-- Start --
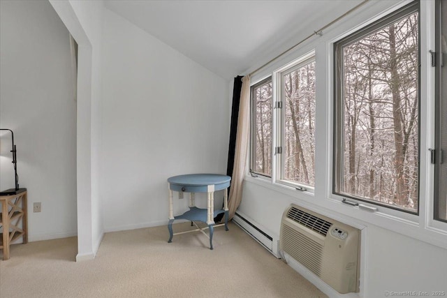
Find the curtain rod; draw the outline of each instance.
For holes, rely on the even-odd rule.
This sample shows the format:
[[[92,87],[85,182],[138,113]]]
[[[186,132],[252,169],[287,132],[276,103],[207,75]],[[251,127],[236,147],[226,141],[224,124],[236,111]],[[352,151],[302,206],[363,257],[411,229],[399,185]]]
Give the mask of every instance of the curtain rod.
-- End --
Exercise prompt: Render every line of the data above as a Markdown table with the columns Number and Entry, numbering the rows in order and skipping blank lines. Leave the pictures out of the table.

Solution to the exercise:
| Number | Entry |
|---|---|
| 1 | Find the curtain rod; draw the outline of each instance. |
| 2 | For holes, rely on the even-odd rule. |
| 3 | This sample shows the format: |
| 4 | [[[92,87],[85,182],[138,113]]] |
| 5 | [[[186,132],[252,169],[287,132],[276,103],[207,75]],[[251,127],[236,147],[226,141],[224,124],[236,111]],[[352,151],[302,206],[363,257],[411,229],[399,185]]] |
| 6 | Give the mask of every instance of the curtain rod. |